◆ Your goal
Task for the records below: please copy exactly, and only, the lines from the one containing "of the plant" to the last line, both included, leaving out the pictures.

[Dataset entries]
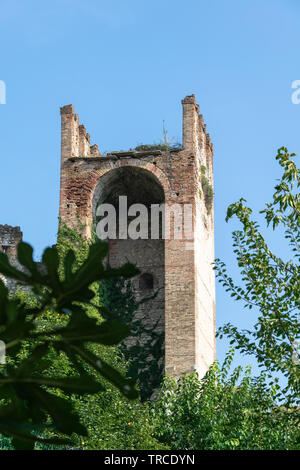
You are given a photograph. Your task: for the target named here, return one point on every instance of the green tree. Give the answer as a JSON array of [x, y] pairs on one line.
[[33, 401], [270, 284], [224, 410]]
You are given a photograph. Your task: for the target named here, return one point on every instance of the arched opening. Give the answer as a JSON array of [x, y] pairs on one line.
[[141, 187]]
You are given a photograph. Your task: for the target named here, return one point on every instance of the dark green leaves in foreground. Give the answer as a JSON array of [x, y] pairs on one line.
[[32, 402]]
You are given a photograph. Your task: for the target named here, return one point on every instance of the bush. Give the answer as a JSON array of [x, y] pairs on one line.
[[223, 411]]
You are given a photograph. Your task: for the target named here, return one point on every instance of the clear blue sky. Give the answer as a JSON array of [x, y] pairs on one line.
[[125, 66]]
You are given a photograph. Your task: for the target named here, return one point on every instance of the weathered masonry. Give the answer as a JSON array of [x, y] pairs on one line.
[[9, 239], [180, 268]]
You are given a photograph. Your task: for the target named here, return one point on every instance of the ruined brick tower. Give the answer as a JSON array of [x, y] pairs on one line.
[[180, 268], [10, 237]]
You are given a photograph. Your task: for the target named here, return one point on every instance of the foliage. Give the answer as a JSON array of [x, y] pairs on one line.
[[207, 190], [166, 144], [144, 349], [271, 284], [223, 411], [34, 401]]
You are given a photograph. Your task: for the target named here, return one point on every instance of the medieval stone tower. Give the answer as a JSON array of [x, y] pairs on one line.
[[179, 268]]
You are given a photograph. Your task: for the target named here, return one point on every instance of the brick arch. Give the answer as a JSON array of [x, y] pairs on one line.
[[158, 174]]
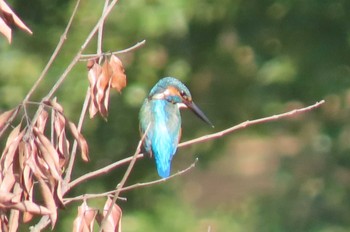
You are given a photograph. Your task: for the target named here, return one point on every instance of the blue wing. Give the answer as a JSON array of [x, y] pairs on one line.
[[163, 134]]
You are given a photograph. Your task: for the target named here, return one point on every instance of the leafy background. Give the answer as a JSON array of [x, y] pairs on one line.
[[241, 60]]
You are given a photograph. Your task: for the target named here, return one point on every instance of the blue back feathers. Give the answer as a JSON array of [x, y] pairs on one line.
[[164, 120]]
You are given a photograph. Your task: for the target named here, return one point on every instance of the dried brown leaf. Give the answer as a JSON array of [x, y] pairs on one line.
[[37, 164], [42, 119], [5, 30], [10, 154], [84, 222], [118, 73], [90, 63], [102, 87], [113, 222], [6, 197], [5, 116], [27, 217], [8, 181], [14, 220], [49, 154], [14, 214], [29, 206], [49, 201], [81, 141], [55, 172], [93, 76], [54, 104]]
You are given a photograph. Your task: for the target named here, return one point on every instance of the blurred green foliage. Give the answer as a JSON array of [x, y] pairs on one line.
[[241, 60]]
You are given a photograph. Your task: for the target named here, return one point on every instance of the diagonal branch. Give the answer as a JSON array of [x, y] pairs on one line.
[[114, 165], [131, 187]]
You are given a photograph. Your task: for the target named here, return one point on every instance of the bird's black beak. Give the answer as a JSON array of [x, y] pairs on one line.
[[198, 112]]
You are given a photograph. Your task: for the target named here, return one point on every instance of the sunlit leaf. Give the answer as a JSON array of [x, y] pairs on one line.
[[118, 76], [5, 30], [41, 122], [102, 87], [29, 207], [93, 75], [4, 117], [84, 222], [14, 220], [113, 222], [49, 153], [81, 141], [49, 201]]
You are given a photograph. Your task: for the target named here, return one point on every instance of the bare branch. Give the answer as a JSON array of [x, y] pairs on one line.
[[110, 167], [101, 171], [131, 187], [130, 49], [250, 123], [122, 182]]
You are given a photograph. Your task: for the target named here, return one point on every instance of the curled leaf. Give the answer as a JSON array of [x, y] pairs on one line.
[[49, 201], [81, 141], [5, 116], [118, 76], [113, 222], [41, 122], [93, 76], [84, 222]]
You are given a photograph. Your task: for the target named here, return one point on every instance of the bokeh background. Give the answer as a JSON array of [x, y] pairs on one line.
[[241, 60]]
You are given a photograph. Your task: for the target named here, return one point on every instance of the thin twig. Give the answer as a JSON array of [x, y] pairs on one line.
[[101, 171], [114, 165], [87, 57], [67, 177], [83, 112], [131, 187], [123, 181], [74, 61], [250, 123]]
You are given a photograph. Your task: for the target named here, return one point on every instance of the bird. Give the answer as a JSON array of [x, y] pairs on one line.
[[160, 119]]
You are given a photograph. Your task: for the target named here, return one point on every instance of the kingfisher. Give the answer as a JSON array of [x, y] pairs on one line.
[[160, 119]]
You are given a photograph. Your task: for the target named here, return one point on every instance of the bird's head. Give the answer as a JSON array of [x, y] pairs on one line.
[[175, 92]]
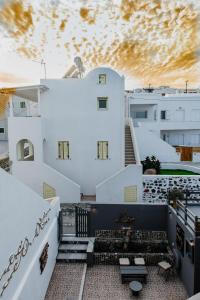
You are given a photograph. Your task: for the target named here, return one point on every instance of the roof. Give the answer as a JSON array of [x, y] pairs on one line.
[[28, 92]]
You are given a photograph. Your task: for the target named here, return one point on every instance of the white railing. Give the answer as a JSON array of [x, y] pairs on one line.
[[134, 141]]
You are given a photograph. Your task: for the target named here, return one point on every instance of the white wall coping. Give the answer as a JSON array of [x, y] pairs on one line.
[[134, 141], [114, 175]]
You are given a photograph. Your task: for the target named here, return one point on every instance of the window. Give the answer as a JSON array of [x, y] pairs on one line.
[[102, 103], [22, 104], [63, 150], [102, 150], [163, 114], [48, 191], [141, 114], [130, 194], [25, 150], [102, 78]]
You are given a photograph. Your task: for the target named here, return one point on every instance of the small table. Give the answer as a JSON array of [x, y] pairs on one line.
[[135, 287], [133, 273], [139, 261], [124, 262]]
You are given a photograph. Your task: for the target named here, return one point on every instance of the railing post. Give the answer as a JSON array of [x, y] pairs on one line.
[[185, 216], [197, 226]]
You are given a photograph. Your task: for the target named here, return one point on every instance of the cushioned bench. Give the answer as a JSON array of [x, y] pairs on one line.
[[130, 273]]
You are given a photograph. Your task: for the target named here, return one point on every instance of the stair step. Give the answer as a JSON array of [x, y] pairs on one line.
[[72, 257], [76, 240], [73, 248]]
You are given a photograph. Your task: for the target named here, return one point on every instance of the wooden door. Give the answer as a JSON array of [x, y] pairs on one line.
[[186, 153]]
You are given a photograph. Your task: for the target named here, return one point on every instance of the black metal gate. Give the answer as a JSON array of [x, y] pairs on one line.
[[82, 218]]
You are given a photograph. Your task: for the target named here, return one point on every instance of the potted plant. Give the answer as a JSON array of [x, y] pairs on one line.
[[151, 163], [174, 195]]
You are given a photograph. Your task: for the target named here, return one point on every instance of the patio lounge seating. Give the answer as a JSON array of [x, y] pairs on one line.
[[139, 261], [124, 261], [132, 273], [165, 267]]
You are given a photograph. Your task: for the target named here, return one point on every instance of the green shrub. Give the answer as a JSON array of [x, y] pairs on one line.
[[151, 163]]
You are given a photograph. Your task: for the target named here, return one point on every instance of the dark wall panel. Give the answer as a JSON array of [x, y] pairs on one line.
[[147, 217]]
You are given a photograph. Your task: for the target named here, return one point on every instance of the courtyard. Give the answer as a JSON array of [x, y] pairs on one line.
[[103, 282]]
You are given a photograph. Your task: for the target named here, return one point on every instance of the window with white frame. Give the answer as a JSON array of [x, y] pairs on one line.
[[102, 78], [22, 104], [63, 150], [130, 193], [102, 150], [140, 114], [102, 103], [163, 114]]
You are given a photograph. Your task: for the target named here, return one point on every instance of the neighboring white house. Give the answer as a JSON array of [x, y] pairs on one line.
[[28, 226], [167, 125], [75, 144]]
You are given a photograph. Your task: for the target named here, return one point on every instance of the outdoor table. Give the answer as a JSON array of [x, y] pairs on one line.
[[124, 262], [135, 287], [139, 261], [130, 273]]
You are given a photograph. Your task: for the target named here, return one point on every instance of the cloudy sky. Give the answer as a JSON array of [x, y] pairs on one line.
[[149, 41]]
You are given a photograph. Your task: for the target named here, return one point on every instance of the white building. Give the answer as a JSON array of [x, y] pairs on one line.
[[28, 225], [167, 125], [75, 144]]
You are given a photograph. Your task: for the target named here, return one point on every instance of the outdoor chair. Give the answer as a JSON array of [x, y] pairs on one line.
[[166, 269], [124, 262], [139, 261]]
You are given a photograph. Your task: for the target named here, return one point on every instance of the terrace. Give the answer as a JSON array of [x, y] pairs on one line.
[[103, 282], [97, 275]]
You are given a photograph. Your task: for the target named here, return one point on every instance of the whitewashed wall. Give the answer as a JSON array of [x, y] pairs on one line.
[[112, 189], [149, 144], [4, 124], [35, 174], [69, 112], [20, 210]]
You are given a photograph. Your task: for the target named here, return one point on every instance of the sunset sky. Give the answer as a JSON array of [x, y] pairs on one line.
[[149, 41]]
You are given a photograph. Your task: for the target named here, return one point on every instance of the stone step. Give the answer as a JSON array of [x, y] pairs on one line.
[[73, 248], [71, 257], [76, 240]]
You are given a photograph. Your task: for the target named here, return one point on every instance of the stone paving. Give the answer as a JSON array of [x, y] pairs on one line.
[[65, 282], [104, 283]]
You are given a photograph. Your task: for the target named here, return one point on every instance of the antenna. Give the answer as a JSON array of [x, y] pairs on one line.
[[79, 64], [43, 64]]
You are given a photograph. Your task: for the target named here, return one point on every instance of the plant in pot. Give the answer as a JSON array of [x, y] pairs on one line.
[[174, 195], [151, 164]]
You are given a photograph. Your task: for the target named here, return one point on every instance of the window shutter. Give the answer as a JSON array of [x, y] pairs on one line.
[[105, 150], [65, 150], [48, 191], [98, 150], [59, 150], [167, 115]]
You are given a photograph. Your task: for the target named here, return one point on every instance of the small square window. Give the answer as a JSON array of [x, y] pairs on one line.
[[22, 104], [130, 193], [102, 103], [163, 114], [102, 78]]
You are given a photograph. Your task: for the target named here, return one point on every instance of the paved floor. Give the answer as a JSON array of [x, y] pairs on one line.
[[65, 282], [104, 283]]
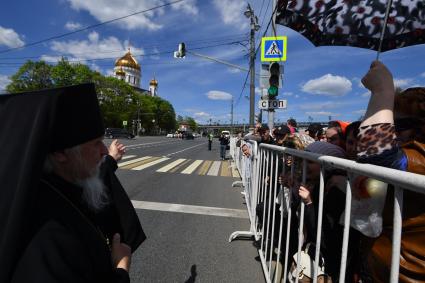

◆ Answer space
You are given a photograph. Your task: for the target named here, return one point on every instance of the plant in pot. Give the answer as a JSON array of [x, y] pairs on one line.
[[174, 195], [151, 164]]
You are given a photograph. Your task: for the target named here, return one point on every instance of the window shutter. Give the answer as a JSON array of [x, y] pairs on one line.
[[105, 150], [65, 150], [48, 191], [98, 150], [59, 150], [167, 115]]
You are given a photograph. Your task: for the target named here, return one point on every instance of the small square window. Give the answer as a JSON array of [x, y] pairs on one line.
[[22, 104], [130, 193], [102, 103], [163, 114], [102, 78]]
You are given a photograph. Your task: for the target named here, return one point on every instance of the paved floor. Give the answer as a JSON array of [x, y] pairs on one line.
[[65, 282], [104, 283]]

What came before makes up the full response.